# [ТЕКСТ ДЛЯ ЧТЕНИЯ]
========

Эта женщина и есть настоящая спутница его последнего десятилетия. У нее он живет своей псевдохолостяцкой жизнью, посвященной исключительно работе, вдали от отвлекающих обязанностей отца и мужа.
Каролине, жене, нелегко. Если их брак и был счастливым, то лишь короткое время. Правда, они любят друг друга, но каждый на свой лад. Любовь Каролины – это поклонение поэту. И понятно, что она не всегда выдерживает будни супружества. Тогда она становится вспыльчивой – по отношению к детям, служанкам, к нему. Он жалуется на это отцу в Берлин. Тот увещевает дочь, напоминает об ее обязанностях: «Само собой разумеется, что ты никогда не забудешь, чем обязана своему мужу как человеку, который оказал тебе честь и является защитой и кормильцем для тебя и твоей семьи; но ему как писателю требуется бодрое состояние духа, не совместимое с разладом в доме, и ты не можешь быть безразлична к этому. Кстати, твоему мужу делает честь, что он не оправдывает своего поведения по отношению к тебе во время вашей ссоры из-за Эммы».
Жан-Поль и правда никогда не оправдывал себя. Он самокритичен. Но результат этой критики сомнителен. Как для работы, так и для супружества он составляет себе письменные наказы: «Во гневе ставь себя больше на место другой стороны, чем на свое. – Уступай, тогда и тебе уступят. – Пытайся во время работы оставаться равнодушным ко всем внешним мешающим шумам. – Следует намного серьезнее добиваться любви жены и детей или стараться укреплять и усиливать больше ее, чем всякую другую чужую любовь, которая и половины счастья не принесет в жизнь».

========

# [ЗАДАНИЕ 1]
Как будет звучать отрывок о Жан-Поле от слов "Эта женщина и" до слов "отца и мужа.", если заменить в нем "спутница" на "подруга"? Приведите его целиком.
# [ЗАДАНИЕ 2]
Что могло бы идти дальше в отрывке о Жан-Поле? Продолжите его с того места, где он заканчивается.

# [Описания областей на естественном языке]
========

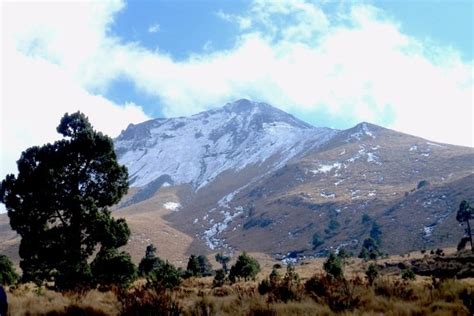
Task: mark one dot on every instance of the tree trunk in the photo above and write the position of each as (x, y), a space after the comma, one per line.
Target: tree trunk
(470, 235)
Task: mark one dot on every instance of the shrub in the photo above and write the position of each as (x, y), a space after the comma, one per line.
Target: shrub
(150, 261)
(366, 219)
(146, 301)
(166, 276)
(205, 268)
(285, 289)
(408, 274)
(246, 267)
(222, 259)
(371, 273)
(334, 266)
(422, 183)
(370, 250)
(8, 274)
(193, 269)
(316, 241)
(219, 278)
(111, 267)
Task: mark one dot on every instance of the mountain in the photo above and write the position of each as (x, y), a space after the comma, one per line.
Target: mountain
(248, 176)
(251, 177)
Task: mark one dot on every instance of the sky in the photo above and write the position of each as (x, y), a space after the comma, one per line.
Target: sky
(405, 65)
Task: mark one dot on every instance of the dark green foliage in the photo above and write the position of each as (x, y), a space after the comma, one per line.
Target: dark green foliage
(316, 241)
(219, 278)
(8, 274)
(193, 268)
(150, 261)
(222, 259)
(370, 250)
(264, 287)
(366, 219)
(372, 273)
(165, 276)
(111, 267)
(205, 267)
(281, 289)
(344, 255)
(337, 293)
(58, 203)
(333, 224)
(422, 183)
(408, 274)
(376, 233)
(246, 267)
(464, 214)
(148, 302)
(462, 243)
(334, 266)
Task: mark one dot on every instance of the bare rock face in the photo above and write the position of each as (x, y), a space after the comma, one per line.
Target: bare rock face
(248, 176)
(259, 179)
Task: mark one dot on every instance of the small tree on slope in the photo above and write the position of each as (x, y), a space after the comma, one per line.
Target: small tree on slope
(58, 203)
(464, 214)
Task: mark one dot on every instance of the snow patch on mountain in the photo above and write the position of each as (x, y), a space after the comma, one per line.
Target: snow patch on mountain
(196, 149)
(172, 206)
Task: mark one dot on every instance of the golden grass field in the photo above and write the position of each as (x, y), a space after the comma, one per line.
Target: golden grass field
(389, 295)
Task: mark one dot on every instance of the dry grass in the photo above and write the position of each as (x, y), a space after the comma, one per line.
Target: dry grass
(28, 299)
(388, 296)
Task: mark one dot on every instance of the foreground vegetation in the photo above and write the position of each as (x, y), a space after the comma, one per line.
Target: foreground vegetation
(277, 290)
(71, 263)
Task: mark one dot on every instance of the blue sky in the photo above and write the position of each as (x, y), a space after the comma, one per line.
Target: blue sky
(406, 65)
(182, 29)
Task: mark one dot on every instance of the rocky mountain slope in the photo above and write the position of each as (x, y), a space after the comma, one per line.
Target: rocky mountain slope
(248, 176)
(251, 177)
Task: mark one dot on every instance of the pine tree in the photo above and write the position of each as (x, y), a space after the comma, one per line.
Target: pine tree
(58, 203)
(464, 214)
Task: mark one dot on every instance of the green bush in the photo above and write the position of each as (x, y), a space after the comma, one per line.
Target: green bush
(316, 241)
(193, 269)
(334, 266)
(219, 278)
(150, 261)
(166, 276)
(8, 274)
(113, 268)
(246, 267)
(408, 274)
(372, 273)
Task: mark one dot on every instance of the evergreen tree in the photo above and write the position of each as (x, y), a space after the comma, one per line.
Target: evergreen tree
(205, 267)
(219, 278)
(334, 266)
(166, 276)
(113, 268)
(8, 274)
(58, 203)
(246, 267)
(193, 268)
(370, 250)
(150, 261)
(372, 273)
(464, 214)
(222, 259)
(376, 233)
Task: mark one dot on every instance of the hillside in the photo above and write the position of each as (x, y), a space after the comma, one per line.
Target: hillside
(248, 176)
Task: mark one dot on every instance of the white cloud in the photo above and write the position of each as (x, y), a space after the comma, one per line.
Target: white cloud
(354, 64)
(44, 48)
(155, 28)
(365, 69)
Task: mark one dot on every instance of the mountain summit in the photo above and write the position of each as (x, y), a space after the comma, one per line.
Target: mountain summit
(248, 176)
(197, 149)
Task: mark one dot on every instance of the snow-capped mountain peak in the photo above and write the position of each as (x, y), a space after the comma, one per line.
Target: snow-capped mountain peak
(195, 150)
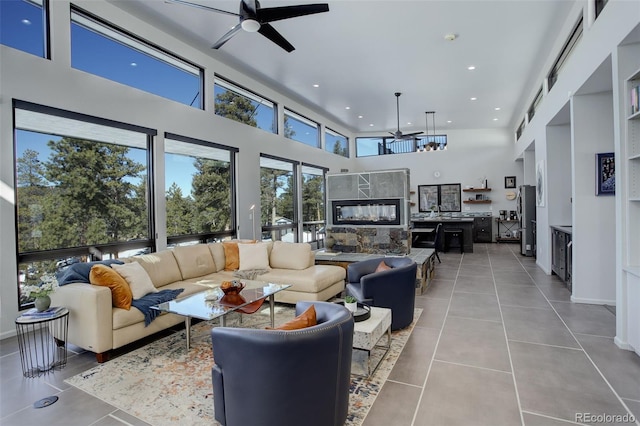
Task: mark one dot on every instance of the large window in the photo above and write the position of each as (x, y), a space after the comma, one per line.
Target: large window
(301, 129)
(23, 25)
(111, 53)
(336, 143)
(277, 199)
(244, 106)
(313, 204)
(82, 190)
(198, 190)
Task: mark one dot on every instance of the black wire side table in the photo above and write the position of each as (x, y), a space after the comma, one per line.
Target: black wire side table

========

# [ОТВЕТ 1]
Эта женщина и есть настоящая подруга его последнего десятилетия. У нее он живет своей псевдохолостяцкой жизнью, посвященной исключительно работе, вдали от отвлекающих обязанностей отца и мужа.

# [ОТВЕТ 2]
Это уже немало говорит о его трудностях, но не о главной трудности, вытекающей из сложившихся отношений: он (подобно всем современникам) считает себя вправе быть единственным повелителем в доме, даже в хозяйственных вопросах (в воспитании детей как специалист – это уже само собой разумеется). Уже требования, которые он, холостяком, предъявлял невесте, свидетельствовали об этом, а то, что написано в его книгах о женских правах, касается преимущественно эмансипации сердца: женщин нельзя содержать как рабынь, они должны не только стирать, стряпать, вязать, но и читать, музицировать, развивать свои чувства. В «Леване» (по великому образцу Руссо и всех педагогов того времени) мальчики и девочки воспитываются раздельно и подчеркивается, что воспитание девушек продолжается в браке. «Воспитание дочерей – первая и важнейшая задача матерей, ибо оно может протекать раздельно от сыновей и до тех пор, пока рука дочери из материнских рук непосредственно не скользнет в руку с обручальным кольцом. Мальчика воспитывает многоголосый мир…» Такова уж природа полов: мужской «более эпичен и аналитичен, женский более лиричен и чувствителен».